Bazi International, Inc.(Exact name of small business issuer as specified in its charter)
Nevada
(State or other jurisdiction of incorporation or organization)
84-1575085
(IRS Employer Identification No.)
18552 MacArthur Blvd, Suite 325, Irvine, California 92612
(Address of principal executive offices)
949-203-3500
(Registrant's Telephone number)
Not Applicable
(Former Name or Former Address, if Changed Since Last Report)
Check the appropriate box below if the Form 8-K filing is intended to simultaneously satisfy the filing obligation of the registrant under any of the following provisions (see General Instruction A.2. below):
[ ] Written communications pursuant to Rule 425 under the Securities Act (17 CFR 230.425)
[ ] Soliciting material pursuant to Rule 14a-12 under the Exchange Act (17 CFR 240.14a-12)
[ ] Pre-commencement communications pursuant to Rule 14d-2(b) under the Exchange Act (17 CFR 240.14d-2(b))
[ ] Pre-commencement communications pursuant to Rule 13e-4(c) under the Exchange Act (17 CFR 240.13e-4(c))
Item 5.07 Submission of Matters to a Vote of Security Holders.

Data lines:

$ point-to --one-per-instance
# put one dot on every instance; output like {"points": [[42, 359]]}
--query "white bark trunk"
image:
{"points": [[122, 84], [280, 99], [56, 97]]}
...
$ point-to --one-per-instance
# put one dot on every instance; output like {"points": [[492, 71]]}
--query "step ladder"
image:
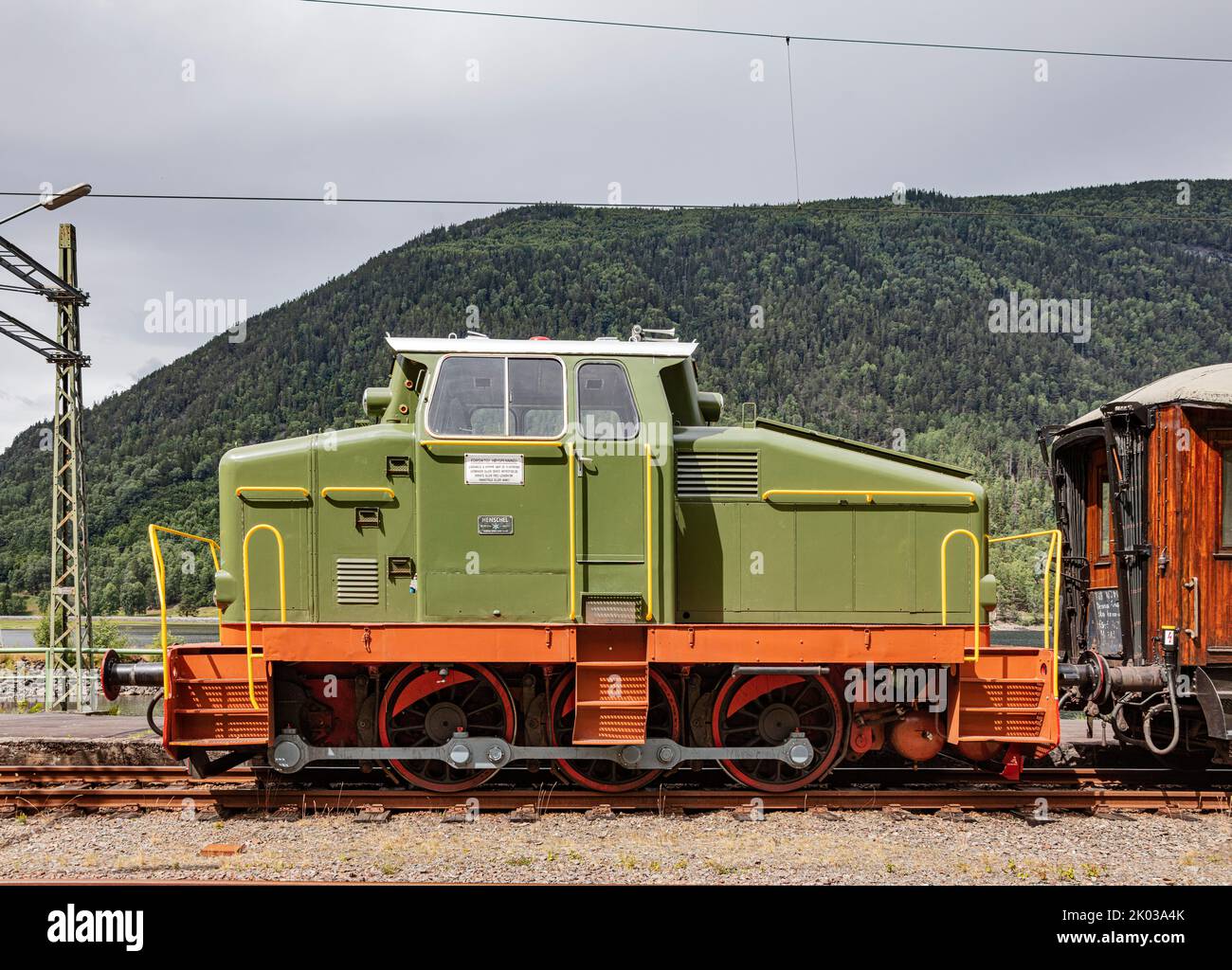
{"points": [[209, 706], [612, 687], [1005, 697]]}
--
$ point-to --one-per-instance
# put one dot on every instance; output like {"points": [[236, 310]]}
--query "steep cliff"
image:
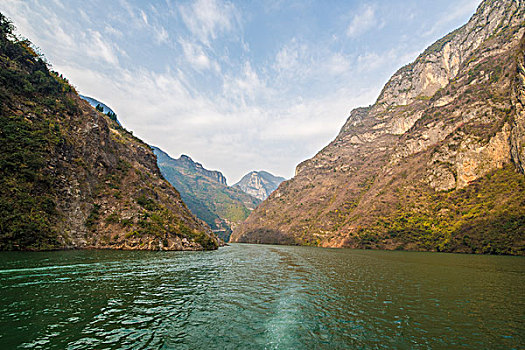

Work to do:
(1) Reproduce the portion of the Form 8-K cover page starting at "[ ] Pre-commencement communications pursuant to Rule 14d-2(b)" and ending at "of Security Holders.".
(2) Locate every line in the entries that contains the string "query", and copy each of those lines.

Solved tasks:
(1)
[ ] Pre-commencement communications pursuant to Rule 14d-2(b) under the Exchange Act (17 CFR 240.14d-2(b))
[ ] Pre-commencement communications pursuant to Rule 13e-4(c) under the Exchange Act (17 CFR 240.13e-4(c))
Item 5.07 Submission of Matters to a Vote of Security Holders.

(2)
--query "white bark trunk"
--query "step ladder"
--query "steep cliff"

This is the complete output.